Only one thing is required: the number of lines in the entries below that contain "with".

|---|

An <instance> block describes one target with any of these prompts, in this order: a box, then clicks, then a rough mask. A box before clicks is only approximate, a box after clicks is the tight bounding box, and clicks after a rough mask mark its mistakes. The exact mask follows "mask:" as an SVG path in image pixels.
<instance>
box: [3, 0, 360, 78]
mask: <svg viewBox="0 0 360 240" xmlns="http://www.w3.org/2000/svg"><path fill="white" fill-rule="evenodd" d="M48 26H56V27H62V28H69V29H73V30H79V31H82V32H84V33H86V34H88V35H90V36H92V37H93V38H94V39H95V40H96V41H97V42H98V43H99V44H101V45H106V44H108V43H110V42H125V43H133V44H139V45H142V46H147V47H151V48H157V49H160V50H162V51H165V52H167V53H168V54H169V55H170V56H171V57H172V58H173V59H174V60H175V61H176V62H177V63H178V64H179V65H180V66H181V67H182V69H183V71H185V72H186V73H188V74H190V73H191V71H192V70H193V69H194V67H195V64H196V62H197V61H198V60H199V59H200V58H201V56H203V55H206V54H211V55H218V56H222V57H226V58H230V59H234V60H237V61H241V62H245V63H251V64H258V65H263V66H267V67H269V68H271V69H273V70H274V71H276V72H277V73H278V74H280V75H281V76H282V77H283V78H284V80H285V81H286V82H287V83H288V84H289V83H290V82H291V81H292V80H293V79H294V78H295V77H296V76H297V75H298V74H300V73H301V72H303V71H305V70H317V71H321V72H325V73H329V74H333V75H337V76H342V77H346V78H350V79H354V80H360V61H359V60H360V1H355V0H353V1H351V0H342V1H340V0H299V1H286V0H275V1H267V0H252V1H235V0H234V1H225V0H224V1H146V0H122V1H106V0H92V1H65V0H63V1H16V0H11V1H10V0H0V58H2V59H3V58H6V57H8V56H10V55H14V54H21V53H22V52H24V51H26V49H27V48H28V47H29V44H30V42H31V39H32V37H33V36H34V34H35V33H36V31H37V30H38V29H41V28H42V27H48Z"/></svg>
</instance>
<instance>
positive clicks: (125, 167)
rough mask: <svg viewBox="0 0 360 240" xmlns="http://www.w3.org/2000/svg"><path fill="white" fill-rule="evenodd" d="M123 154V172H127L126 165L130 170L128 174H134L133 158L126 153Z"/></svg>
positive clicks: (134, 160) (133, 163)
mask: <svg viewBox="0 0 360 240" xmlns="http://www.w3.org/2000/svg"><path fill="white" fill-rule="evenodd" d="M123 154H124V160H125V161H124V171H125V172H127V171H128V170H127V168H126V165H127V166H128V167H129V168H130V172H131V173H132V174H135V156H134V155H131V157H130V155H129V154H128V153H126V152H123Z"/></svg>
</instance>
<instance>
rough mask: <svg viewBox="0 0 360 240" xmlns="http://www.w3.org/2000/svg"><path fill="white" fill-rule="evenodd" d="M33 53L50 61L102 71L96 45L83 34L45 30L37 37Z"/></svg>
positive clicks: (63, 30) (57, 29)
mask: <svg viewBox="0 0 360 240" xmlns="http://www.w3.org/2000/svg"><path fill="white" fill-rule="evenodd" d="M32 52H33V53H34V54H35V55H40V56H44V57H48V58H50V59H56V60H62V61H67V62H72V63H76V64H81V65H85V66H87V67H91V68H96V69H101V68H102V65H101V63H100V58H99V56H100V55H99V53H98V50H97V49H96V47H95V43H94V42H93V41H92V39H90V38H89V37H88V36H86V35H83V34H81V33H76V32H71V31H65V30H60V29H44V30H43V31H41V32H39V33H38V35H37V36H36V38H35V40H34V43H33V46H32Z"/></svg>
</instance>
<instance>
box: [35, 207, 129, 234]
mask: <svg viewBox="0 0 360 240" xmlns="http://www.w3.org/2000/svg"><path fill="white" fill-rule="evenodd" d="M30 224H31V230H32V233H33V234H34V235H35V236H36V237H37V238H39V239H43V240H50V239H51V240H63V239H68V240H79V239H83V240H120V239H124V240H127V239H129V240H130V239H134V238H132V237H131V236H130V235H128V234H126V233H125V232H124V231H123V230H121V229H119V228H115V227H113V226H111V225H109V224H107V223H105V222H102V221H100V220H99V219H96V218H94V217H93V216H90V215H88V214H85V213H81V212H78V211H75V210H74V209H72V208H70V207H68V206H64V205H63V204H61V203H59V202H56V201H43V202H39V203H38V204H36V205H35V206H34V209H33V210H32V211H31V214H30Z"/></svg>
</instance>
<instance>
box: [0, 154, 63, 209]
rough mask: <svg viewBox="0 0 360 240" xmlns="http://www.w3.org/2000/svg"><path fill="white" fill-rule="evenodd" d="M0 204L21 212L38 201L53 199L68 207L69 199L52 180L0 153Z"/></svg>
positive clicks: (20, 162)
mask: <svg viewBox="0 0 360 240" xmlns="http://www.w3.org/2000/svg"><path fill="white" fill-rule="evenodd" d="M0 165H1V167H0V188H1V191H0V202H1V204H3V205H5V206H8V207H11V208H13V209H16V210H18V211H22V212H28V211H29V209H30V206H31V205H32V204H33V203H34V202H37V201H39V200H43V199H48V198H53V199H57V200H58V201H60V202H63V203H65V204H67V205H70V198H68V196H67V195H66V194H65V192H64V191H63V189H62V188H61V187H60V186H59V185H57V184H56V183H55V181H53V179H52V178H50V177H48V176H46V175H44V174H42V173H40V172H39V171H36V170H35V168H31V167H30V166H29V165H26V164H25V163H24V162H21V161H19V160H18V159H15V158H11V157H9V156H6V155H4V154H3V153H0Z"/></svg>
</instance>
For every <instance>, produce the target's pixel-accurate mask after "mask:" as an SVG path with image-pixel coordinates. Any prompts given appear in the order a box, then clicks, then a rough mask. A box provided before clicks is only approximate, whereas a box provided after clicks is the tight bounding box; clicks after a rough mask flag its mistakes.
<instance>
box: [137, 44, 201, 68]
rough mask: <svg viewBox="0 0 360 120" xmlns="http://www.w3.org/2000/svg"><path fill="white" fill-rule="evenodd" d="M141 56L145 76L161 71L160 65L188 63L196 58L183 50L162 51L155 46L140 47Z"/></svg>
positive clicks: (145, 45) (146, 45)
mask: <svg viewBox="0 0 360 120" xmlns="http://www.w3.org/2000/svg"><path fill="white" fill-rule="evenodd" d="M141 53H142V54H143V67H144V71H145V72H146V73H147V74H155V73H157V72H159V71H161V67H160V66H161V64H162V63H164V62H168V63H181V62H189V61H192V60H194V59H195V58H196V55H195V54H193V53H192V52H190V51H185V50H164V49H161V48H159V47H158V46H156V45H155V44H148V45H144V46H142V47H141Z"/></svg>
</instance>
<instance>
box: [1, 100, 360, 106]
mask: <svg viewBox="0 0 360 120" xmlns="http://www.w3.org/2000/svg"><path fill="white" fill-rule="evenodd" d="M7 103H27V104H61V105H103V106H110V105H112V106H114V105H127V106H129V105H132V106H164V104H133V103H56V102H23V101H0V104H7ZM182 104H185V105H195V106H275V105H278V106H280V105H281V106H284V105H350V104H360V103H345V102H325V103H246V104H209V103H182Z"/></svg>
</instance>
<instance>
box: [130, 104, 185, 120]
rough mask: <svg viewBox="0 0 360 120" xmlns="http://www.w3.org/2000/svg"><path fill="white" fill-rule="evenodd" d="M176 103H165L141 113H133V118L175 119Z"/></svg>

|---|

** Task output **
2